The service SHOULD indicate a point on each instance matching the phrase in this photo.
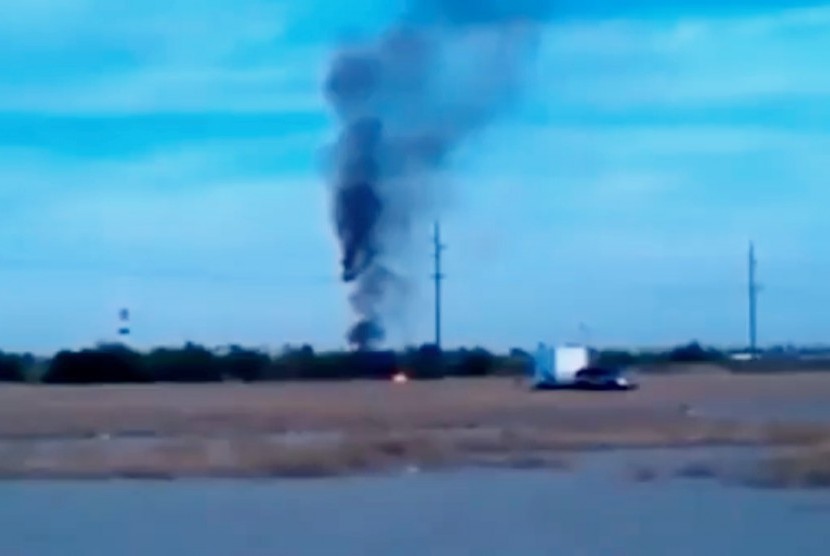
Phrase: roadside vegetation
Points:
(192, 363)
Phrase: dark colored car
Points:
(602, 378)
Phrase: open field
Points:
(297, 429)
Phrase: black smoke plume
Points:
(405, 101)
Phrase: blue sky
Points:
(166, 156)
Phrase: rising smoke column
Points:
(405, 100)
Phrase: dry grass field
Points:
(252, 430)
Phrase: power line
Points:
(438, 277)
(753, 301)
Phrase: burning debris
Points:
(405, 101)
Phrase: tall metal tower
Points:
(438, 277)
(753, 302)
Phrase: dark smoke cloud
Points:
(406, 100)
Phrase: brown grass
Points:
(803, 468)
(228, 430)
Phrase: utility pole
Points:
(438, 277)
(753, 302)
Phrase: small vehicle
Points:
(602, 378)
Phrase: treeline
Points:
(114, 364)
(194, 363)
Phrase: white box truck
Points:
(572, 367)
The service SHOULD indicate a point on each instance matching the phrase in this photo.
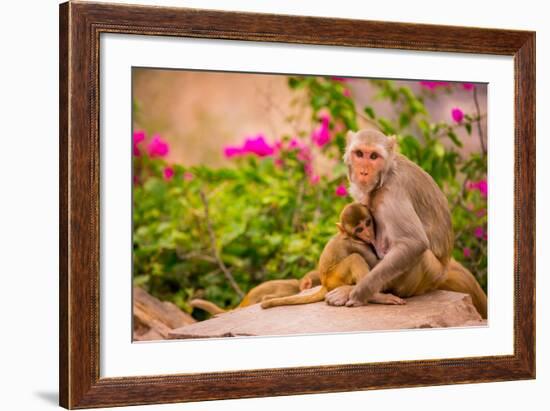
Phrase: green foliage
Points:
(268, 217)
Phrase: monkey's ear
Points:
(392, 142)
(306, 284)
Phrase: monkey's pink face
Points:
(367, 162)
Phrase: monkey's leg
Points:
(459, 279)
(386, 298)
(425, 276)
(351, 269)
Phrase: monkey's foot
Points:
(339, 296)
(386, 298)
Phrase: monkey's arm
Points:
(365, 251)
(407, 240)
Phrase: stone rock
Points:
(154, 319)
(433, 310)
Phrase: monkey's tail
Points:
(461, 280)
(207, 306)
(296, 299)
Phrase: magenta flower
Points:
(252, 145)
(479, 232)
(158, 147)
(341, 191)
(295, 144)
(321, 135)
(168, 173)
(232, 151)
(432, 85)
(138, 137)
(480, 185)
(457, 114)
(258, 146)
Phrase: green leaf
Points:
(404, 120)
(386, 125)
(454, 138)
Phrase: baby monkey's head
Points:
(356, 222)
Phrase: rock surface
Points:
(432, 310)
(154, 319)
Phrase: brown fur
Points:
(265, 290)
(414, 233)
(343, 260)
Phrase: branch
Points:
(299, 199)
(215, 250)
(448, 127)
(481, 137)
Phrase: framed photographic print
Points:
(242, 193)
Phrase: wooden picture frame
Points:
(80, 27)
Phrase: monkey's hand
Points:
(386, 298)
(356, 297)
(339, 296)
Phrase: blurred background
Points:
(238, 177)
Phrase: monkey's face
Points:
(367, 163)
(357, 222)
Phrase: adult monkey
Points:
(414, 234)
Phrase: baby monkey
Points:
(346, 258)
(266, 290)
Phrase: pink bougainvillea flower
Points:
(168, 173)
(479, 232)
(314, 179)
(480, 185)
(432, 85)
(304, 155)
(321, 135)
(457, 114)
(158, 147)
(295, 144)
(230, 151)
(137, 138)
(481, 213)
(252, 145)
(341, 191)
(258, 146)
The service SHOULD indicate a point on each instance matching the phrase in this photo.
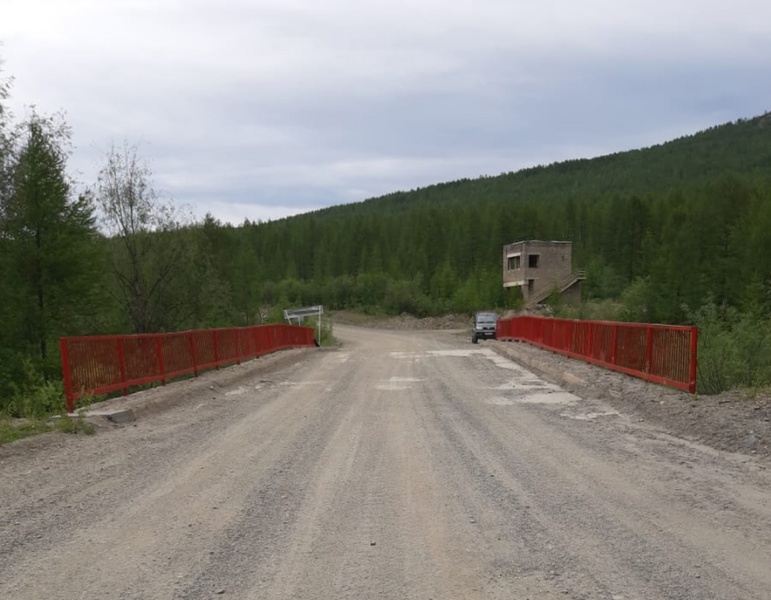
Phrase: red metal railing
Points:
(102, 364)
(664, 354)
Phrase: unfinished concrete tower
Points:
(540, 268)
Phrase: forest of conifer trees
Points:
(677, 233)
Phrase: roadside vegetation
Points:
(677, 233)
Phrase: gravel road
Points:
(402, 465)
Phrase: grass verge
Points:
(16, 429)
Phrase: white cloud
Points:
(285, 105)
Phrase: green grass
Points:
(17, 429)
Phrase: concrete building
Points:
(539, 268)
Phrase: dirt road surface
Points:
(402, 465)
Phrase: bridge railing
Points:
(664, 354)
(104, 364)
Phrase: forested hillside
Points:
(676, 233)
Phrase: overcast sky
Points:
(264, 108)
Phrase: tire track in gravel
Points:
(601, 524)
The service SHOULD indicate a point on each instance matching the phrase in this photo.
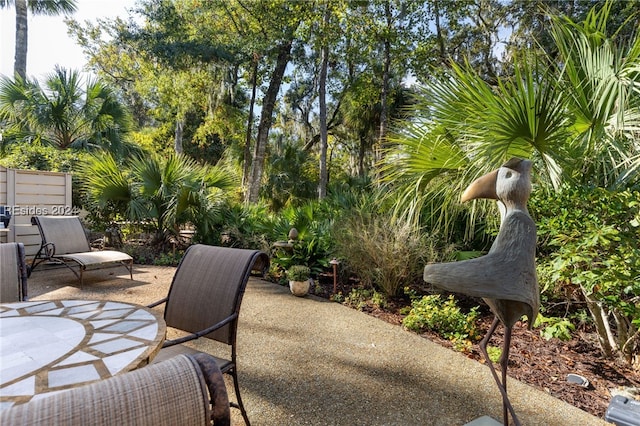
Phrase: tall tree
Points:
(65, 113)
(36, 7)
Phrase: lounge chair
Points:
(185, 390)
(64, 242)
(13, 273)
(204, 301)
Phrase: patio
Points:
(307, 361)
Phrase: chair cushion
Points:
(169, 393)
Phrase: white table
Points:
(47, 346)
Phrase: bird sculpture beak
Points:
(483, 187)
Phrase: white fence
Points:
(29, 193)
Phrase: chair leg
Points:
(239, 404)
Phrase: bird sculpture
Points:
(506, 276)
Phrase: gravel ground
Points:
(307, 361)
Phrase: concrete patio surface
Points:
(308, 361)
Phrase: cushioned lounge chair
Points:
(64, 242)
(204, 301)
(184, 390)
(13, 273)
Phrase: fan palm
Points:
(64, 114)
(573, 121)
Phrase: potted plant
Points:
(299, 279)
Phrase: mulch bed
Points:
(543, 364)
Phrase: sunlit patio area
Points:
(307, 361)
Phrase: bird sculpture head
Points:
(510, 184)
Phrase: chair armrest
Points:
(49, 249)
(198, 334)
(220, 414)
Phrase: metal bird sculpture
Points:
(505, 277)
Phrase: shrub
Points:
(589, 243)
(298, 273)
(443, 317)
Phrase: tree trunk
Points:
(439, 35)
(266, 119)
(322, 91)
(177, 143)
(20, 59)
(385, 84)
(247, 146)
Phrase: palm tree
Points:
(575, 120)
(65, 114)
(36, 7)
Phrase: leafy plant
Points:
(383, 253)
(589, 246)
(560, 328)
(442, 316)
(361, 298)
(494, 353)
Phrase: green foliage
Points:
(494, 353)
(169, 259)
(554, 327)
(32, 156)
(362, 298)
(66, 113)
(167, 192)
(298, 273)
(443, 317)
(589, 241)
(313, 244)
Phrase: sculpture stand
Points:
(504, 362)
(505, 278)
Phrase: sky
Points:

→ **Assignment**
Print every entry above again without changing a word, and omit the pictures.

→ **Completed task**
The service SHOULD indicate a point on each instance matching the phrase in this photo.
Phrase: roadside vegetation
Points:
(192, 363)
Phrase: dark colored car
Points:
(602, 378)
Phrase: open field
Points:
(297, 429)
Phrase: black smoke plume
Points:
(405, 101)
Phrase: blue sky
Points:
(166, 156)
Phrase: rising smoke column
Points:
(405, 100)
Phrase: dry grass field
Points:
(252, 430)
Phrase: power line
Points:
(438, 277)
(753, 301)
Phrase: burning debris
Points:
(405, 101)
Phrase: tall metal tower
Points:
(438, 277)
(753, 302)
Phrase: dark smoke cloud
Points:
(406, 100)
Phrase: brown grass
Points:
(803, 468)
(228, 430)
Phrase: utility pole
Points:
(438, 277)
(753, 302)
Phrase: small vehicle
Points:
(602, 378)
Phrase: treeline
Points:
(114, 364)
(194, 363)
Phrase: white box truck
Points:
(572, 367)
The service SHOULD indicate a point on each instance matching the phrase in this photo.
Phrase: green foliage
Points:
(268, 217)
Phrase: monkey's ear
Points:
(392, 142)
(306, 284)
Phrase: monkey's pink face
Points:
(367, 162)
Phrase: monkey's leg
Points:
(459, 279)
(386, 298)
(425, 276)
(351, 269)
Phrase: monkey's foot
Points:
(339, 296)
(386, 298)
Phrase: monkey's arm
Points:
(365, 251)
(407, 240)
Phrase: stone rock
Points:
(154, 319)
(433, 310)
Phrase: monkey's tail
Points:
(461, 280)
(207, 306)
(296, 299)
Phrase: magenta flower
Points:
(252, 145)
(479, 232)
(158, 147)
(341, 191)
(295, 144)
(321, 135)
(168, 173)
(232, 151)
(432, 85)
(138, 137)
(480, 185)
(457, 114)
(258, 146)
Phrase: green leaf
Points:
(404, 120)
(386, 125)
(454, 138)
Phrase: baby monkey's head
Points:
(356, 222)
Phrase: rock surface
Points:
(432, 310)
(154, 319)
Phrase: brown fur
Points:
(265, 290)
(414, 233)
(343, 260)
Phrase: branch
Points:
(299, 199)
(215, 250)
(448, 127)
(481, 137)
Phrase: framed photographic print
Points:
(242, 193)
Phrase: wooden picture frame
Points:
(80, 27)
Phrase: monkey's hand
Points:
(386, 298)
(356, 297)
(339, 296)
Phrase: blurred background
Points:
(238, 177)
Phrase: monkey's face
Points:
(367, 163)
(357, 222)
Phrase: adult monkey
Points:
(414, 234)
Phrase: baby monkey
Points:
(346, 258)
(266, 290)
Phrase: pink bougainvillea flower
Points:
(168, 173)
(479, 232)
(314, 179)
(480, 185)
(432, 85)
(304, 155)
(321, 135)
(457, 114)
(158, 147)
(295, 144)
(230, 151)
(137, 138)
(481, 213)
(252, 145)
(341, 191)
(258, 146)
The service SHOULD indicate a point on each instance matching the phrase in this photo.
Phrase: red metal railing
Points:
(102, 364)
(664, 354)
Phrase: unfinished concrete tower
Points:
(540, 268)
Phrase: forest of conifer trees
Points:
(677, 233)
Phrase: roadside vegetation
Points:
(677, 233)
Phrase: gravel road
Points:
(402, 465)
Phrase: grass verge
Points:
(16, 429)
Phrase: white cloud
Points:
(285, 105)
Phrase: green grass
Points:
(17, 429)
Phrase: concrete building
Points:
(539, 268)
Phrase: dirt road surface
Points:
(402, 465)
Phrase: bridge railing
Points:
(664, 354)
(104, 364)
Phrase: forested hillside
Points:
(676, 233)
Phrase: overcast sky
Points:
(264, 108)
Phrase: tire track in gravel
Points:
(601, 524)
The service SHOULD indicate a point on each instance matching the phrase in this photo.
Phrase: tall tree
Points:
(65, 113)
(36, 7)
Phrase: lounge chair
Points:
(185, 390)
(64, 242)
(13, 273)
(204, 301)
Phrase: patio
Points:
(307, 361)
Phrase: chair cushion
Points:
(169, 393)
Phrase: white table
Points:
(47, 346)
Phrase: bird sculpture beak
Points:
(483, 187)
Phrase: white fence
Points:
(29, 193)
Phrase: chair leg
Points:
(239, 404)
Phrase: bird sculpture
Points:
(506, 276)
Phrase: gravel ground
Points:
(307, 361)
Phrase: concrete patio surface
Points:
(308, 361)
Phrase: cushioned lounge chair
Points:
(64, 242)
(204, 301)
(184, 390)
(13, 273)
Phrase: fan palm
Points:
(64, 114)
(573, 121)
Phrase: potted plant
Points:
(299, 279)
Phrase: mulch bed
Points:
(543, 364)
Phrase: sunlit patio area
Points:
(307, 361)
Phrase: bird sculpture head
Points:
(510, 184)
Phrase: chair armrest
Points:
(49, 249)
(198, 334)
(220, 414)
Phrase: metal bird sculpture
Points:
(505, 277)
Phrase: shrub
Points:
(589, 243)
(298, 273)
(443, 317)
Phrase: tree trunk
Points:
(439, 35)
(266, 119)
(322, 91)
(177, 143)
(20, 59)
(385, 84)
(247, 146)
Phrase: palm tree
Points:
(575, 120)
(65, 114)
(36, 7)
Phrase: leafy plant
Points:
(383, 253)
(589, 246)
(560, 328)
(442, 316)
(361, 298)
(494, 353)
Phrase: green foliage
Points:
(494, 353)
(169, 259)
(554, 327)
(32, 156)
(362, 298)
(66, 113)
(167, 192)
(298, 273)
(443, 317)
(589, 241)
(313, 244)
Phrase: sculpture stand
Points:
(504, 362)
(505, 278)
Phrase: sky
Points:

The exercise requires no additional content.